About this exercise
With no edits of any kind, print each record that follows.

Material to process
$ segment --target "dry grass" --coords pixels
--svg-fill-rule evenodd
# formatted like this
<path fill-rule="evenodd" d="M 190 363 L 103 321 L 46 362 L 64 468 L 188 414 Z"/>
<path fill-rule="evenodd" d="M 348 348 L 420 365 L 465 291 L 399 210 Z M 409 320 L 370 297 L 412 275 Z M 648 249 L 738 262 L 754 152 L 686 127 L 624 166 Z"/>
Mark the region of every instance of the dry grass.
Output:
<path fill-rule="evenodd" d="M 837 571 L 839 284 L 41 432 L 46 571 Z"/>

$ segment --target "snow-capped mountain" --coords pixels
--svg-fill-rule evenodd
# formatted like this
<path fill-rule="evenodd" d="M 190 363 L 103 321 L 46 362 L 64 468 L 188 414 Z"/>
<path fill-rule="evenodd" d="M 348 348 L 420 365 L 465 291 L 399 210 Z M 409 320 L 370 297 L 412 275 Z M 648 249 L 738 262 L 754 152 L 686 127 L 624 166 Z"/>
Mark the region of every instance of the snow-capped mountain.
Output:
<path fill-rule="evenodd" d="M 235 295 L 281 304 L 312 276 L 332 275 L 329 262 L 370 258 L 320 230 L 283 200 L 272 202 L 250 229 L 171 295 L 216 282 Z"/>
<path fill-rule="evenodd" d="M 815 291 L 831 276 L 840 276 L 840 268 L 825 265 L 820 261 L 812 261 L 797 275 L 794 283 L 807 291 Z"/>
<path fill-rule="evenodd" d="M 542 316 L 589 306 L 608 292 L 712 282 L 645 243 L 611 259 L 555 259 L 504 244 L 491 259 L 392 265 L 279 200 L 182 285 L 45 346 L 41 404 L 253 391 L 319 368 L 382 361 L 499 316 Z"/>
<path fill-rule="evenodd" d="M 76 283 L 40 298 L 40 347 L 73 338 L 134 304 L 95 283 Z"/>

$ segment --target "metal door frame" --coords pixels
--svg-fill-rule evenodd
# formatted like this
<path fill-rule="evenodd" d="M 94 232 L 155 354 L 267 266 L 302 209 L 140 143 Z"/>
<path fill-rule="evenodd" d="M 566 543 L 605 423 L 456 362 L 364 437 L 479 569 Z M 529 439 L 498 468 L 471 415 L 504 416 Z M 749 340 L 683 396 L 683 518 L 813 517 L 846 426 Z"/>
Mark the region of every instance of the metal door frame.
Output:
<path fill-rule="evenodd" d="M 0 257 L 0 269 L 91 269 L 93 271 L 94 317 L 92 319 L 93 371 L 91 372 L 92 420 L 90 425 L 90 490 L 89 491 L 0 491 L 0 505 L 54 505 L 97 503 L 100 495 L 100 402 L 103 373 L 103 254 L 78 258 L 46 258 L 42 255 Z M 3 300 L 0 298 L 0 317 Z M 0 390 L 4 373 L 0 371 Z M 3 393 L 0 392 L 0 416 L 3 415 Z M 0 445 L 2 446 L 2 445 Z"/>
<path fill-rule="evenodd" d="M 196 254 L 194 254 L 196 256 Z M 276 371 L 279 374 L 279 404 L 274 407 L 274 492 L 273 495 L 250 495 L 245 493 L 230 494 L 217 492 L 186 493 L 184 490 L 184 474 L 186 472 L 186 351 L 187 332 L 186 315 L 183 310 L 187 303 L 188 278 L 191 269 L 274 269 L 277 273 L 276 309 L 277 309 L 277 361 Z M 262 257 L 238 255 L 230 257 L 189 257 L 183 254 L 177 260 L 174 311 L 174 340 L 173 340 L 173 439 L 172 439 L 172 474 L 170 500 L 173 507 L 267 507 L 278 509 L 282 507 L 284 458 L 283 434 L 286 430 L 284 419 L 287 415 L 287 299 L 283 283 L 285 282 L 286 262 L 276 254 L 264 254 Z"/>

Task result
$ segment --target "dry grass" --coords pixels
--svg-fill-rule evenodd
# formatted like this
<path fill-rule="evenodd" d="M 190 363 L 103 321 L 46 362 L 64 468 L 188 414 Z"/>
<path fill-rule="evenodd" d="M 348 348 L 420 365 L 465 291 L 399 210 Z M 409 320 L 370 297 L 412 275 Z M 648 249 L 738 262 L 754 152 L 686 127 L 624 166 Z"/>
Mark the region of every instance of the dry grass.
Output:
<path fill-rule="evenodd" d="M 837 571 L 839 284 L 41 432 L 46 571 Z"/>

$ segment --target "snow-capped mountain" --coords pixels
--svg-fill-rule evenodd
# formatted like this
<path fill-rule="evenodd" d="M 190 363 L 103 321 L 46 362 L 64 468 L 188 414 Z"/>
<path fill-rule="evenodd" d="M 348 348 L 420 365 L 465 291 L 399 210 Z M 409 320 L 370 297 L 412 275 Z M 648 249 L 738 262 L 754 152 L 686 127 L 624 166 Z"/>
Mark the region of every instance of the snow-capped mountain.
Output:
<path fill-rule="evenodd" d="M 235 295 L 281 304 L 312 276 L 332 275 L 329 262 L 370 258 L 320 230 L 283 200 L 272 202 L 250 229 L 171 295 L 216 282 Z"/>
<path fill-rule="evenodd" d="M 815 291 L 831 276 L 840 276 L 840 268 L 825 265 L 820 261 L 812 261 L 797 275 L 794 283 L 807 291 Z"/>
<path fill-rule="evenodd" d="M 542 316 L 589 306 L 608 292 L 712 282 L 645 243 L 611 259 L 555 259 L 504 244 L 491 259 L 392 265 L 279 200 L 182 285 L 45 346 L 41 404 L 253 391 L 319 368 L 382 361 L 499 316 Z"/>
<path fill-rule="evenodd" d="M 76 283 L 40 298 L 40 347 L 73 338 L 134 304 L 95 283 Z"/>

$ segment --target "metal door frame" --coords pixels
--svg-fill-rule evenodd
# formatted like this
<path fill-rule="evenodd" d="M 94 232 L 155 354 L 267 266 L 302 209 L 140 143 Z"/>
<path fill-rule="evenodd" d="M 566 543 L 605 423 L 456 362 L 364 437 L 479 569 Z M 529 439 L 498 468 L 471 415 L 504 416 Z M 749 340 L 683 396 L 683 518 L 813 517 L 846 426 Z"/>
Mark the region of every instance of the metal door frame.
Output:
<path fill-rule="evenodd" d="M 0 257 L 0 269 L 91 269 L 93 271 L 94 317 L 92 319 L 93 371 L 91 372 L 92 420 L 90 425 L 90 490 L 89 491 L 0 491 L 0 505 L 54 505 L 97 503 L 100 495 L 100 402 L 103 373 L 103 254 L 78 258 L 46 258 L 42 255 Z M 3 300 L 0 298 L 0 317 Z M 0 390 L 4 373 L 0 371 Z M 3 393 L 0 392 L 0 416 L 3 415 Z M 0 445 L 2 446 L 2 445 Z"/>
<path fill-rule="evenodd" d="M 196 254 L 194 254 L 196 256 Z M 276 371 L 279 374 L 279 404 L 274 407 L 274 492 L 273 495 L 250 495 L 245 493 L 230 494 L 217 492 L 186 493 L 184 490 L 184 474 L 186 472 L 186 351 L 187 332 L 186 315 L 183 310 L 187 303 L 188 278 L 191 269 L 274 269 L 277 273 L 276 309 L 277 309 L 277 361 Z M 262 257 L 238 255 L 230 257 L 189 257 L 183 254 L 177 260 L 174 311 L 174 340 L 173 340 L 173 439 L 172 439 L 172 474 L 170 500 L 173 507 L 267 507 L 278 509 L 282 507 L 284 458 L 283 434 L 286 430 L 284 419 L 287 415 L 287 299 L 283 283 L 285 282 L 286 262 L 276 254 L 264 254 Z"/>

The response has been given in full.